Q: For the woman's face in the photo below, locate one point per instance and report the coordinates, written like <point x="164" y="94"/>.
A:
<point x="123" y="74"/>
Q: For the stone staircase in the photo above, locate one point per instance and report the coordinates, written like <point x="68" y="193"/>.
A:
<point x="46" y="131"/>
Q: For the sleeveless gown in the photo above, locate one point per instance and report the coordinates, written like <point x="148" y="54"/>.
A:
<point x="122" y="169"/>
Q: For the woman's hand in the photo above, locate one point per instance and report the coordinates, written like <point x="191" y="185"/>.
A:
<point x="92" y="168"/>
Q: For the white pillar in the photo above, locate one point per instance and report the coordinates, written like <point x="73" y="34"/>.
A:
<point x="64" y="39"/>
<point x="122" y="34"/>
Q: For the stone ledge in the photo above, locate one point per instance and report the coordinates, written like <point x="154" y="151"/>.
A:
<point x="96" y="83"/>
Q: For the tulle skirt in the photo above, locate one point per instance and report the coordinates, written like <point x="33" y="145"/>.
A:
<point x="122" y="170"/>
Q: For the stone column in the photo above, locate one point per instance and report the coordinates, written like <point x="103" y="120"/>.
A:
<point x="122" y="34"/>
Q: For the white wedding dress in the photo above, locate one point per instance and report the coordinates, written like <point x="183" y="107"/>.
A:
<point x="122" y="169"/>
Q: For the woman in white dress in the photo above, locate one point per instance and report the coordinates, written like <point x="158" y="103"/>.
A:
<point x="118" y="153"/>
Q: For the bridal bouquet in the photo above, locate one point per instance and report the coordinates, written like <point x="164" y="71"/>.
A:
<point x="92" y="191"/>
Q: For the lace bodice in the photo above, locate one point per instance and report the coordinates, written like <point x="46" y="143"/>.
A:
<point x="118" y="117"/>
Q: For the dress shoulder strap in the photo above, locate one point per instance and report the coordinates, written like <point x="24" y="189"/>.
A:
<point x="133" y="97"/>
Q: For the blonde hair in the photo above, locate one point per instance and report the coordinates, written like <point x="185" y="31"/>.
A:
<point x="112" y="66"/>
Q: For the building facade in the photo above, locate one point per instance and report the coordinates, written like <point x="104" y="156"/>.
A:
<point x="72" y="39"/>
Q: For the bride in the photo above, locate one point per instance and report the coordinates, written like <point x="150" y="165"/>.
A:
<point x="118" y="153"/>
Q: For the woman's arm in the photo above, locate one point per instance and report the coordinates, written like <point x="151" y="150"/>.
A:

* * * *

» **Task prompt**: Turn all the lines above into a numbered list, leaving out any blank ones.

» **Answer for this exercise**:
1. Q: For the woman's face in the photo below, locate one point per instance and report the coordinates, written like <point x="164" y="94"/>.
2. A:
3. <point x="123" y="74"/>
4. Q: For the stone staircase in the photo above, locate one point per instance and report the coordinates, written like <point x="68" y="193"/>.
5. A:
6. <point x="46" y="131"/>
7. Q: For the sleeveless gown in the photo above, locate one point per instance and report the coordinates, written like <point x="148" y="54"/>.
8. A:
9. <point x="122" y="169"/>
10. Q: For the woman's hand in the photo above, locate one point per instance and report the coordinates, written like <point x="191" y="185"/>.
11. A:
12. <point x="92" y="168"/>
13. Q: For the white pillar in the photo above, locate one point per instance and report the coordinates, written like <point x="73" y="34"/>.
14. A:
15. <point x="64" y="39"/>
16. <point x="122" y="34"/>
17. Q: For the stone ledge in the photo above, locate one point per instance and report the coordinates, written like <point x="154" y="151"/>.
18. A:
19. <point x="96" y="83"/>
20. Q: For the tulle skirt in the photo above, locate one point per instance and report the coordinates, written like <point x="33" y="145"/>.
21. A:
22. <point x="122" y="170"/>
23. Q: For the stone column in the photo above, locate one point per instance and report the coordinates, written like <point x="103" y="120"/>.
24. A:
25. <point x="122" y="34"/>
26. Q: For the white wedding dress in the photo above, locate one point per instance and report the coordinates, written like <point x="183" y="107"/>.
27. A:
28. <point x="122" y="169"/>
29. Q: For the woman in white dress in the photo above, locate one point per instance and report the coordinates, written like <point x="158" y="103"/>.
30. A:
31. <point x="118" y="153"/>
32. Q: For the bridal bouquet in the photo above, locate one point per instance and report the coordinates, written like <point x="164" y="71"/>.
33. A:
34. <point x="92" y="191"/>
35. Q: For the lace bodice in the photo above, locate one point per instance and report the coordinates, written like <point x="46" y="143"/>.
36. A:
37. <point x="118" y="117"/>
38. Q: For the dress shoulder strap in the photo above, locate one point per instance and report the coordinates, written like <point x="24" y="189"/>.
39. A:
40. <point x="133" y="97"/>
41. Q: For the blonde hair in the photo above, locate one point per instance and report the coordinates, written like <point x="185" y="31"/>.
42. A:
43. <point x="112" y="66"/>
44. Q: For the building facade in the photo above, locate one point per instance and report the coordinates, written like <point x="104" y="156"/>.
45. A:
46. <point x="72" y="39"/>
47. Q: For the bride in the photo above, locate one point per instance and report the coordinates, written like <point x="150" y="165"/>.
48. A:
49. <point x="118" y="153"/>
50. Q: For the woman's arm in the photo above, locate one point per instance and report the coordinates, written like <point x="151" y="150"/>.
51. A:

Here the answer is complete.